▶ EXERCISE BRIEF
Pull out every line in the rows below that contains the word "green" and copy each one unchanged, one per line.

▶ RECORDS FOR THE EXERCISE
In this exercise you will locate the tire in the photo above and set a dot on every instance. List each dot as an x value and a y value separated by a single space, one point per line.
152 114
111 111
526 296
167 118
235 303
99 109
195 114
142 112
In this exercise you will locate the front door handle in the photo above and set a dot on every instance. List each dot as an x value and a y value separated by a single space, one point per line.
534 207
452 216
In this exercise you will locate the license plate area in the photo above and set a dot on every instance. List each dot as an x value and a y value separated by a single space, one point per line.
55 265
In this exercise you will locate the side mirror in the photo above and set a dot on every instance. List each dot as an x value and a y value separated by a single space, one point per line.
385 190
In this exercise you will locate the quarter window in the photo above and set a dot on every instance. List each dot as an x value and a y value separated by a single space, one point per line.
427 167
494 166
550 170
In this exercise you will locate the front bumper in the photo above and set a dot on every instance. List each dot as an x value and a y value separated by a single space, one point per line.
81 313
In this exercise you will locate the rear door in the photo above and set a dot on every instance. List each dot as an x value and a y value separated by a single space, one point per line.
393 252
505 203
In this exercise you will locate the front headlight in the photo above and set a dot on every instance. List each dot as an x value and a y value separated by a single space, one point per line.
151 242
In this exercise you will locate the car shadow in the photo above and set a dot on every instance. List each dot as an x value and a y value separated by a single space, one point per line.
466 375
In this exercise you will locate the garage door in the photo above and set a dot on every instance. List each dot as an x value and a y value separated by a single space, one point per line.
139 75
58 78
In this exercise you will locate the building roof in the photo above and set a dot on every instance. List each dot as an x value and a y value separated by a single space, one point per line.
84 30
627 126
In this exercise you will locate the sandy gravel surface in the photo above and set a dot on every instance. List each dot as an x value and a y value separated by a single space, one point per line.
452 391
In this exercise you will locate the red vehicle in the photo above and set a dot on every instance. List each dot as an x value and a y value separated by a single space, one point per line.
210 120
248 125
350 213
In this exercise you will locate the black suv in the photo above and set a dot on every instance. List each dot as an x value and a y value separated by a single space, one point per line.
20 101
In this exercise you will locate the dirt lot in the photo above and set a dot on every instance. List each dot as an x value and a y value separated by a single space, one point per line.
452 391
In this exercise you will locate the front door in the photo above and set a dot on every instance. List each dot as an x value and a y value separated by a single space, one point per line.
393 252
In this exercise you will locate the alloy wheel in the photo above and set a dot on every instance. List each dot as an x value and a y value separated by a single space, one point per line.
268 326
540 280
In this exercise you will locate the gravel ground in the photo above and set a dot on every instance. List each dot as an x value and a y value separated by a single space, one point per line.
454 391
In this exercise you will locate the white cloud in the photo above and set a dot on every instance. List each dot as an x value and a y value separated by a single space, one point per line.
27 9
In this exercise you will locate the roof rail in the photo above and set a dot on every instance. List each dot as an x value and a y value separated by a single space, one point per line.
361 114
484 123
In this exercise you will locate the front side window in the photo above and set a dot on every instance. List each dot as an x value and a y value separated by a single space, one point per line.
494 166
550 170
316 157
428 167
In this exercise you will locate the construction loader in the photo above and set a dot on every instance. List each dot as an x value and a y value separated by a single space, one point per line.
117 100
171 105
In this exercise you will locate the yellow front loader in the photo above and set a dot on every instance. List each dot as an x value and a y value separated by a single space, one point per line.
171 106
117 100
---
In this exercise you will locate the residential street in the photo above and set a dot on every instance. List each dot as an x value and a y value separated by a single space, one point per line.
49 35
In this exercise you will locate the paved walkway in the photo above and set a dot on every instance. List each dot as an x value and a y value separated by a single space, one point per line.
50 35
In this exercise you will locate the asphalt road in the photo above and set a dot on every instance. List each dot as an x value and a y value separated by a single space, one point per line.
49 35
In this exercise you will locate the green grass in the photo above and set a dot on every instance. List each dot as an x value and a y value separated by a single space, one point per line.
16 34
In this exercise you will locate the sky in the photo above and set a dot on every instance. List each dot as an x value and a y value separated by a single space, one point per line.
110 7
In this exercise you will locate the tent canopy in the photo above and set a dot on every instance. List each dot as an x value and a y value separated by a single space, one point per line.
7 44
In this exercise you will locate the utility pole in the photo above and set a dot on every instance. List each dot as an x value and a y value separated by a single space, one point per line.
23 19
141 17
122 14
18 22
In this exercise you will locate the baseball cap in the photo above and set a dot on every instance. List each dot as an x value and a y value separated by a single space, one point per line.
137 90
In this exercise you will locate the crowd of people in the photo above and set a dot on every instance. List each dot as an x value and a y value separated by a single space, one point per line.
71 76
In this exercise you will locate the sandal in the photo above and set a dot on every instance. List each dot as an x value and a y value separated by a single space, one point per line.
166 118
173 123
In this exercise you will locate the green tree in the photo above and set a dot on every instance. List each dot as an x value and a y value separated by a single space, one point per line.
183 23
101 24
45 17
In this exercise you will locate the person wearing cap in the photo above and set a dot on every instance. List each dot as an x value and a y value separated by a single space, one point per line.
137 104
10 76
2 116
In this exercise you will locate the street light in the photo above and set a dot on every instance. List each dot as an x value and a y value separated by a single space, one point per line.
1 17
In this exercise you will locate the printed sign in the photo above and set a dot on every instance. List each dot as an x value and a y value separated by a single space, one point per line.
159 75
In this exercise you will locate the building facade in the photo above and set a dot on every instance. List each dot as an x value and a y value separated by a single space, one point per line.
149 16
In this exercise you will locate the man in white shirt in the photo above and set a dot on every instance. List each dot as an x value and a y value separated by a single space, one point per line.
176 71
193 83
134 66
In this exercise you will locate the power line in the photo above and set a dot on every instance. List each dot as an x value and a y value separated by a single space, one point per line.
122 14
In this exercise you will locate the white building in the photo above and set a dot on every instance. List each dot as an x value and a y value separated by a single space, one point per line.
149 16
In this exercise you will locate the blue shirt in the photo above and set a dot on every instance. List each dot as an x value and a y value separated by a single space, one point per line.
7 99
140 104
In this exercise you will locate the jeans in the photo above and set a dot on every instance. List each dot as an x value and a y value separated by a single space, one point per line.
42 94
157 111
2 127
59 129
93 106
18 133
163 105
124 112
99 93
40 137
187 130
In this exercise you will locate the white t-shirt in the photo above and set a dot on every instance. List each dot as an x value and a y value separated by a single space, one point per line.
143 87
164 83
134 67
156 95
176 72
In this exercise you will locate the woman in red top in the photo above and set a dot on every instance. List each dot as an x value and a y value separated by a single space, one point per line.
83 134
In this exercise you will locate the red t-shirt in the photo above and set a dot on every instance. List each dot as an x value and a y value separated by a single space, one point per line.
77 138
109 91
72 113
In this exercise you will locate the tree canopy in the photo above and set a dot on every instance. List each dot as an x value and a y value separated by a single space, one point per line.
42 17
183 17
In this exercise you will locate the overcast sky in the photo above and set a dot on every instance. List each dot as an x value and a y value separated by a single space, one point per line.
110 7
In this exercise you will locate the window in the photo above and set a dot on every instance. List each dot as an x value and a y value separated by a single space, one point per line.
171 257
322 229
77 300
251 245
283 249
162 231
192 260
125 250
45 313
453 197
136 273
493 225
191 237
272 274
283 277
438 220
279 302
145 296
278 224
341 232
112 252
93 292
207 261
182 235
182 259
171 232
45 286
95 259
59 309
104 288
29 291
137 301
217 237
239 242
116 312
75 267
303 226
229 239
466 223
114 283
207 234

▶ FINISHED ANSWER
In this exercise you will locate the green grass in the photo above and set a dot on every instance. List each dot as an x value and a y value separated by a single space, one point per line.
In this exercise you will locate the green tree in the photo above and set a dot on every instance. List each dot as an x value and a y value separated by a single space, one point per line.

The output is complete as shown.